Mama hat mir mittlerweile verraten, dass sie meinen Vater im Seeland kennengelernt hat, als sie eine eigenständige, ausgewachsene, aber noch sehr junge Dame war. Wir Kängurus haben die erstaunliche Gabe, selbst zu entscheiden, wann wir eine Geburt auslösen möchten und sogar welches Geschlecht unser Baby haben soll.
So kam es, dass Mama im Spätsommer 2021 in ihrem neuen Zuhause am Thunersee zuerst ankommen und sich einleben wollte. Als sie überzeugt war, dass sie an einem schönen und sicheren Ort angelangt ist, wo es ihr an nichts fehlt – so erzählte es mir meine Mutter –, entschied sie sich dafür, die Schwangerschaft auszulösen. Was dann geschah, ist ein Wunder, sie hat es mir ganz genau erklärt: Aus der befruchteten Eizelle entstand nun während 30 Tagen ein Embryo, ausschliesslich mit Köpfchen und Vorderpfoten, nur ein halbes Gramm leicht und eineinhalb Zentimeter klein. Das war ich! Als sich meine Mami, die sich so gut um mich kümmert, nach dem ersten Monat auf den Boden setzte, konnte ich selbstständig den Mutterleib verlassen. Mit meinen starken Ärmchen, die ich in den Wochen zuvor fleissig benutzt habe, damit sie für diesen Moment genug kräftig wurden, klettere ich ganz alleine über ihren Schwanz den Bauch hoch, um in den grossen Beutel zu steigen. Dieser hat sich rechtzeitig geöffnet und sofort wieder für fünf Monate geschlossen. Als ich im sicheren Dunkel angelangt war, habe ich damit begonnen, mich mit Muttermilch zu stärken.
Nun, ein halbes Jahr später, zieht es mich hinaus! Jedoch muss noch mehr Zeit vergehen, bis ich endlich und zum ersten Mal festen Boden unter den Füsschen haben darf … Beim ersten Blick hinaus in die Welt war mein Köpfchen rosafarben und ungeschützt, doch bereits wenige Wochen später hat es sich schwarz gefärbt. Jetzt wachsen überall Härchen, und mein Pelzchen entsteht.
Schon bald steht auch für die Aussenwelt fest, ich bin ein kleiner Schlingel! Immer öfter versuchte ich, aus dem Beutel zu steigen – vergeblich. Endlich gelingt es mir, zuerst das eine, dann auch das zweite Ärmchen hinauszuzwängen. Nach einigen Wochen lässt mich meine Mutter hinaus! Ein neues Abenteuer, das mich so stark fordert, dass ich für die nächsten Tage ganz brav, zurückhaltend und ohne zu drängen im sicheren Beutel bleibe. Mein erstes Ausbüchsen hat dazu geführt, dass mein menschlicher Vater bereits feststellen konnte, dass ich ein Bübchen bin. Nun darf ich schon einen Namen tragen: Little Lord.

> **Aufgabenstellung**:
Kopieren Sie aus dem Text über das junge Känguru alles von „Schon bald steht“ bis hinunter zu „tragen: Little Lord.“ wortgetreu.

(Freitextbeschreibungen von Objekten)
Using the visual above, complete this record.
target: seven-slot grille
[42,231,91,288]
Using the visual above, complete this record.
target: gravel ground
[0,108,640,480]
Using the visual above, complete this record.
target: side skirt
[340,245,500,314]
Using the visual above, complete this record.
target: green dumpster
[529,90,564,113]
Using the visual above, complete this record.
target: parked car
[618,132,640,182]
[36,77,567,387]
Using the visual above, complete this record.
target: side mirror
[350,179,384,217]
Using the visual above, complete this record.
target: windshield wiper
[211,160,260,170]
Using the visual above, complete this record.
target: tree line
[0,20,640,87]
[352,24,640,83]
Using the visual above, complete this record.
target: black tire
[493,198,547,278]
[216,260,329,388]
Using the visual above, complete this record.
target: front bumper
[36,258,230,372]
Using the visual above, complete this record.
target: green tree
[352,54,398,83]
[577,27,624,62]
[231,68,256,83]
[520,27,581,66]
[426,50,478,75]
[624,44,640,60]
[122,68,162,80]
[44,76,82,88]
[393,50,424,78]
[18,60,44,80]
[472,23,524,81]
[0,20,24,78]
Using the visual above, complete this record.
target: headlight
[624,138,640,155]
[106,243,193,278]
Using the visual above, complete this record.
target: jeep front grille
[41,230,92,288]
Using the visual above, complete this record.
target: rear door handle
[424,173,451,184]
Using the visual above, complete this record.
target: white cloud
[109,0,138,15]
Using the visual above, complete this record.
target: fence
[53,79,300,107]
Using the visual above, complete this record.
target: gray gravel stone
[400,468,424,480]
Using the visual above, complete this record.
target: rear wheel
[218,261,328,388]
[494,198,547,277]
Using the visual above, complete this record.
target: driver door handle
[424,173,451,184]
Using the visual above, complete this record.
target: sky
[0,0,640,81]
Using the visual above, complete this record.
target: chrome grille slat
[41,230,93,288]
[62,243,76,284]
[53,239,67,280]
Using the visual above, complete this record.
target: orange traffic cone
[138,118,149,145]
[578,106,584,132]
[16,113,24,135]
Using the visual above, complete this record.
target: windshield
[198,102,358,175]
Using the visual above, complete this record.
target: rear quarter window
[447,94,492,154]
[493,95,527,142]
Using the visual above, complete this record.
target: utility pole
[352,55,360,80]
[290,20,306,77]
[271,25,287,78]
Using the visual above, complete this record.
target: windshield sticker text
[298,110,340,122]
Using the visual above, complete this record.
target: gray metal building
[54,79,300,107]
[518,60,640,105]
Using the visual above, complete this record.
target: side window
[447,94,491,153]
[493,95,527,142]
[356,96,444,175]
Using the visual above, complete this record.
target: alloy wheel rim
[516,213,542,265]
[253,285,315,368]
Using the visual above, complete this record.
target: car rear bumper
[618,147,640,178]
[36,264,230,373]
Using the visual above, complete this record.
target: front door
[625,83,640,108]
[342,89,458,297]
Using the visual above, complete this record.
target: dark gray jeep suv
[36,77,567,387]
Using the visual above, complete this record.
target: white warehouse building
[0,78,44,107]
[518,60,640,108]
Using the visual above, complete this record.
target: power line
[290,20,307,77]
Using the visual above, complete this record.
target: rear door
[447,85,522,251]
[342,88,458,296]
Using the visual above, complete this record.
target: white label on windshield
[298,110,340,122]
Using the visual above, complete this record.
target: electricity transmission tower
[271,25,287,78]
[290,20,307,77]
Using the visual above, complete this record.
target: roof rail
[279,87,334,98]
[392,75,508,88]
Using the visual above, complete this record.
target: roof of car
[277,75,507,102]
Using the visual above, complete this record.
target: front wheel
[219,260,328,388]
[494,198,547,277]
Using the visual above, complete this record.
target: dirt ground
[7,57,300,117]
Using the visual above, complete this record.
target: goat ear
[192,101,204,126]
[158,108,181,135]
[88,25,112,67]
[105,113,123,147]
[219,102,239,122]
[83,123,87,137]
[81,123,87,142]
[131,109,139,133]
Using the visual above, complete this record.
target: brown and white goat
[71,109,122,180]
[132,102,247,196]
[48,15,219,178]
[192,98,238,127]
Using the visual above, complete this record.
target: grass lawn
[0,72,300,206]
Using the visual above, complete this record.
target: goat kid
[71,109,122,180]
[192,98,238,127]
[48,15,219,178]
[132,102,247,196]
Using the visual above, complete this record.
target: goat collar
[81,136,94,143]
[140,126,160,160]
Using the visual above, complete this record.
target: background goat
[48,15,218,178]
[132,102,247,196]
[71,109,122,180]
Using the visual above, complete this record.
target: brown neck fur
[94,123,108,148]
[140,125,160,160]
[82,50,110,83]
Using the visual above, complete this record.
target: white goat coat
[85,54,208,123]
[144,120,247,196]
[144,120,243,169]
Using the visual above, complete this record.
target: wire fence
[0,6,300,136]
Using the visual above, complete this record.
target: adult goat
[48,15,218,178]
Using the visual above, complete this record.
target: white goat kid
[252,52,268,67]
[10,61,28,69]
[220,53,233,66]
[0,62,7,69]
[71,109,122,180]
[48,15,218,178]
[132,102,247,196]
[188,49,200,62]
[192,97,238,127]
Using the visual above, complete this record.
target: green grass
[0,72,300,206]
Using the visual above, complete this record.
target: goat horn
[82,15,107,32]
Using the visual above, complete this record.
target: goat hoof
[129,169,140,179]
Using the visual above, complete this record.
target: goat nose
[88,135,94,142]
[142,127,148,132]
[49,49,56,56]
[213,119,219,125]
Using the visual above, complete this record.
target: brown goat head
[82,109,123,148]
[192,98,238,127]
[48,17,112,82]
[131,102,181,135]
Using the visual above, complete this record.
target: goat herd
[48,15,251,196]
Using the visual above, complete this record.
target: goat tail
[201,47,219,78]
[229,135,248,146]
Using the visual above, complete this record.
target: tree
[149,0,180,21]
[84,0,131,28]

> **Ergebnis der Aufgabe**:
Schon bald steht auch für die Aussenwelt fest, ich bin ein kleiner Schlingel! Immer öfter versuchte ich, aus dem Beutel zu steigen – vergeblich. Endlich gelingt es mir, zuerst das eine, dann auch das zweite Ärmchen hinauszuzwängen. Nach einigen Wochen lässt mich meine Mutter hinaus! Ein neues Abenteuer, das mich so stark fordert, dass ich für die nächsten Tage ganz brav, zurückhaltend und ohne zu drängen im sicheren Beutel bleibe. Mein erstes Ausbüchsen hat dazu geführt, dass mein menschlicher Vater bereits feststellen konnte, dass ich ein Bübchen bin. Nun darf ich schon einen Namen tragen: Little Lord.